Nevergiveup ha scritto:


> Quindi la conclusione della "faida" Rino-Leo è che si dimettono tutti e due. Speriamo in Paolo almeno che non molli la barca..non per insinuare che uno o l'altro abbian fatto ciò ma semplicemente perchè un pezzo di vero Milan deve necessariamente restare a bordo.



Non hai capito, se faida c'è stata è tra Leo/Paolo/Rino vs Gazosa/proprietà


----------



## FiglioDelDioOdino (28 Maggio 2019)

Sia queste dimissioni che quelle di Gattuso odorano di _gentile consiglio a dimettersi da parte dell'amministrazione, con lettera già pronta e solo da sottoscrivere.
_


----------



## ilgallinaccio (28 Maggio 2019)

ma quali dimissioni e dimissioni, segati entrambi. a me leo piaceva, ma è giusto così. troppo grave il fallimento di quest'anno per non esserci conseguenze.


----------



## Nevergiveup (28 Maggio 2019)

Clarenzio ha scritto:


> Non hai capito, se faida c'è stata è tra Leo/Paolo/Rino vs Gazosa/proprietà



Infatti forse non si capisce bene ma il senso era quello che in realtà la famosa faida propugnata dai media non esistesse e ne è prova il fatto che fan le valigie entrambi.


----------



## Jino (28 Maggio 2019)

Roten1896 ha scritto:


> Ogni anno rifondazione... staremo a vedere, dai



Non so come possa nascere un progetto tecnico se in tre anni hanno lavorato tre direttori sportivi....


----------



## Stanis La Rochelle (28 Maggio 2019)

Spero tanto che Leonardo parli e faccia chiarezza sulle motivazioni. Vorrei sapere i motivi in maniera ufficiali e non le classiche voci di corridoio


----------



## Tifo'o (28 Maggio 2019)

Jino ha scritto:


> Non so come possa nascere un progetto tecnico se in tre anni hanno lavorato tre direttori sportivi....



Al Milan si fa tutto al contrario. Elliot prima di mettere Leonardo, doveva mettere un AD il quale portava il suo fidato DS. Noi, invece, abbiamo prima messo un "ds" e poi un AD era inevitabile che questi avrebbe cambiato visto che deve portarsi un uomo suo e di conseguenza un allenatore del DS.

Il prossimo anno sarà fallimento e salteranno Gazidis ed il suo DS ed arriveranno altri due.
************
__Lavoro da svolgere__:
• a. Stampa il tratto dell'estratto della fonte compreso tra "## Stanis La" e "Tifo'o (28 Maggio 2019)", estremi inclusi.
• b. In base all'estratto della fonte, rispondi a queste domande:
(i) Secondo Jino, quanti direttori sportivi hanno lavorato in tre anni?
(ii) Secondo FiglioDelDioOdino, da parte di chi sarebbe arrivato il "gentile consiglio a dimettersi"?
(iii) Secondo Tifo'o, chi salterà il prossimo anno?
************
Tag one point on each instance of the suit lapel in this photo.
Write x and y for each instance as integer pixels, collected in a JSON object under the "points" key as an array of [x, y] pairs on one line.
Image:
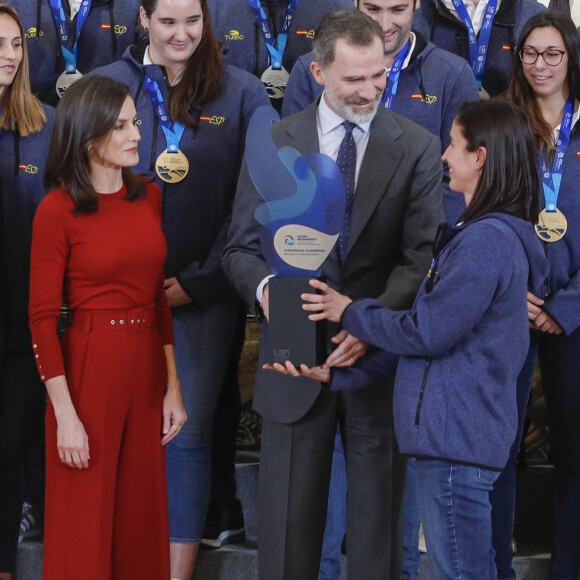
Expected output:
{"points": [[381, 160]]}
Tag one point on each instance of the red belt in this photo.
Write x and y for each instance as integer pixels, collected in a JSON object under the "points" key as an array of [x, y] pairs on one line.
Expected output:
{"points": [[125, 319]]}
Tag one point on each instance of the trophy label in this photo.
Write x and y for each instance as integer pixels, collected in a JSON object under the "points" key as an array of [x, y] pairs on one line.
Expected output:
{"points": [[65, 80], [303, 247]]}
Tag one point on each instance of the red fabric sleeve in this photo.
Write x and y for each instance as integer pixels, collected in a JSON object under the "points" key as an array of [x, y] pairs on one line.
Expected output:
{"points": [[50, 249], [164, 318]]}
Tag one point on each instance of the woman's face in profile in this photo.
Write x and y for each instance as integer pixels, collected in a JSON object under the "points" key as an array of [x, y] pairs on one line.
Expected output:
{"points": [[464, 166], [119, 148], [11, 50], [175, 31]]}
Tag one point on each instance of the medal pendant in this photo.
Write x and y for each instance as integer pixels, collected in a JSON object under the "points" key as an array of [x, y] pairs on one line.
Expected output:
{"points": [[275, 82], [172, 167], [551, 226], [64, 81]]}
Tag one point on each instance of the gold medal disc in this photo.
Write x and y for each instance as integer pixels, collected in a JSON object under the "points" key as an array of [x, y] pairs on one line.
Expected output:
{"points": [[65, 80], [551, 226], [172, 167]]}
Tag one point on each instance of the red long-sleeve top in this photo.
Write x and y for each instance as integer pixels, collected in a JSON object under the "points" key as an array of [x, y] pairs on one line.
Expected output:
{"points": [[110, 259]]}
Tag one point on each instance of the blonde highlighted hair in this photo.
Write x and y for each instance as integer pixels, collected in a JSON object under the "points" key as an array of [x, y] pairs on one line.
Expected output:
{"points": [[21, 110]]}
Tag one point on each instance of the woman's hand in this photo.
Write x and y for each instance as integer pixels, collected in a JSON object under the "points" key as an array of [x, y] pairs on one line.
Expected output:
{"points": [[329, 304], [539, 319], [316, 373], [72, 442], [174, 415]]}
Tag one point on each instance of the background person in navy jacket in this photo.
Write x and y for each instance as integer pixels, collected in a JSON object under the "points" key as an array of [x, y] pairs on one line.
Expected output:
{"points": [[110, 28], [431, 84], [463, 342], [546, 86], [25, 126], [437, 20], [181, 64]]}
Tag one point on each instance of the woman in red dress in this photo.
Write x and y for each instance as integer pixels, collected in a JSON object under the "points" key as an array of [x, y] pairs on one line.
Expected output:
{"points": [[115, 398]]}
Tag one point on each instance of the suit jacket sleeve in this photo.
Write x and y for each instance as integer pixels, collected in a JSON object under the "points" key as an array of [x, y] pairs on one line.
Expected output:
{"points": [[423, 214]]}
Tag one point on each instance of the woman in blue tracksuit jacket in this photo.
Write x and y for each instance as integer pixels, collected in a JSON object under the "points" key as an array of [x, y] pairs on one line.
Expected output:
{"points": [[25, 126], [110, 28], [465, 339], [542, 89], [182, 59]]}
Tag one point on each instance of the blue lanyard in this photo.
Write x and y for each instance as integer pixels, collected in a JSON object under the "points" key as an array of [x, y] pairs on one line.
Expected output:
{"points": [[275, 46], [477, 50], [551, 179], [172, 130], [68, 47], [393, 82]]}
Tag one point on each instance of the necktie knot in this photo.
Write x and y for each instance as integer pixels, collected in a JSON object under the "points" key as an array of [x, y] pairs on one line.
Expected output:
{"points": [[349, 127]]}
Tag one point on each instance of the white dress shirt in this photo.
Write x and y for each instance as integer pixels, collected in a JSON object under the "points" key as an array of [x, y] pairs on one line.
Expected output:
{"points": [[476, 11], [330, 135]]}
************
__Risposte in ordine__:
• a.
## Stanis La Rochelle (28 Maggio 2019)

Spero tanto che Leonardo parli e faccia chiarezza sulle motivazioni. Vorrei sapere i motivi in maniera ufficiali e non le classiche voci di corridoio


----------



## Tifo'o (28 Maggio 2019)

• b.
(i) Tre.
(ii) Da parte dell'amministrazione.
(iii) Gazidis e il suo DS.